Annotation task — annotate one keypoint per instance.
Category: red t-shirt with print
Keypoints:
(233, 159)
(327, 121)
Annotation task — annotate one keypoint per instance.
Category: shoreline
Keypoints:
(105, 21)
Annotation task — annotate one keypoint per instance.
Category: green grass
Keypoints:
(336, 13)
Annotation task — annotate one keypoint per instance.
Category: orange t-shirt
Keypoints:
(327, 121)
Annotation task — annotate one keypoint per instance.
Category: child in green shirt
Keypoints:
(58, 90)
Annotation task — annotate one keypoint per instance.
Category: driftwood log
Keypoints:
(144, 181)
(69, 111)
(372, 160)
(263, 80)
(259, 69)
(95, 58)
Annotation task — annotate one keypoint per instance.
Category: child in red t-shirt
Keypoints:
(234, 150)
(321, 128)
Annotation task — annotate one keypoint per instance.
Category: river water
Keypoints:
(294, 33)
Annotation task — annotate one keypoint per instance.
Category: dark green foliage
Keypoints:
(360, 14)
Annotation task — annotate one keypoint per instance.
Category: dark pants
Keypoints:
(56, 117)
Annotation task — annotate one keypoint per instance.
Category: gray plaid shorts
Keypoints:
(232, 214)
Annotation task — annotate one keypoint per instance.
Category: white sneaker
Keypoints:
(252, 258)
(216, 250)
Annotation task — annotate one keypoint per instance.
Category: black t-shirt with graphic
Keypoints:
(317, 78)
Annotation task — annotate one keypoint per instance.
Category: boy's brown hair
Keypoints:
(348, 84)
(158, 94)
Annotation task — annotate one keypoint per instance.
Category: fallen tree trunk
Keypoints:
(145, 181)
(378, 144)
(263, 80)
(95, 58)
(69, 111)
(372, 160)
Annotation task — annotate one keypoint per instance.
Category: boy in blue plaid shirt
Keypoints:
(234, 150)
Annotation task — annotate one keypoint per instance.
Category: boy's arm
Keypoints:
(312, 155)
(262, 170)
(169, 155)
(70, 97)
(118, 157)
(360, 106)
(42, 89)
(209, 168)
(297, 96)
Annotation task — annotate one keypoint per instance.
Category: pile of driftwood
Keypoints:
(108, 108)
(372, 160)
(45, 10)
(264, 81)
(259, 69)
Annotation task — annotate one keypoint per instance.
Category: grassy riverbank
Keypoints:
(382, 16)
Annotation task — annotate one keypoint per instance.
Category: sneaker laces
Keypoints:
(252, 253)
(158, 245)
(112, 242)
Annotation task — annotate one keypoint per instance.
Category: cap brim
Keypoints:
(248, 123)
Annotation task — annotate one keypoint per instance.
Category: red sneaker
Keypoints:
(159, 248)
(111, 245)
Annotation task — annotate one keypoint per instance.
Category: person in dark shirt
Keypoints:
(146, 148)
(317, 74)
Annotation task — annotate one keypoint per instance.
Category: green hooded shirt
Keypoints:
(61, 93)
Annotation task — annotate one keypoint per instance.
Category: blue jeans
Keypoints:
-=-=-=-=-
• **About this exercise**: Each line from the top of the records down to the one with "Category: child in red t-shirt" must be retyped exactly; include both ends and nothing else.

• **The completed task**:
Annotation task — annotate one keypoint per instance.
Category: red t-shirt with print
Keypoints:
(233, 159)
(327, 121)
Annotation task — annotate one keypoint per instance.
Category: shoreline
Keypoints:
(105, 21)
Annotation task — annotate one keypoint per instance.
Category: green grass
Keypoints:
(336, 13)
Annotation task — annotate one keypoint per instance.
Category: orange t-shirt
Keypoints:
(327, 121)
Annotation task — annotate one keypoint per instance.
Category: child in green shirt
Keypoints:
(58, 90)
Annotation task — annotate one keypoint per instance.
Category: driftwood log
Keypoints:
(144, 181)
(69, 111)
(372, 160)
(263, 80)
(259, 69)
(95, 58)
Annotation task — annotate one keypoint per instance.
Category: child in red t-shirt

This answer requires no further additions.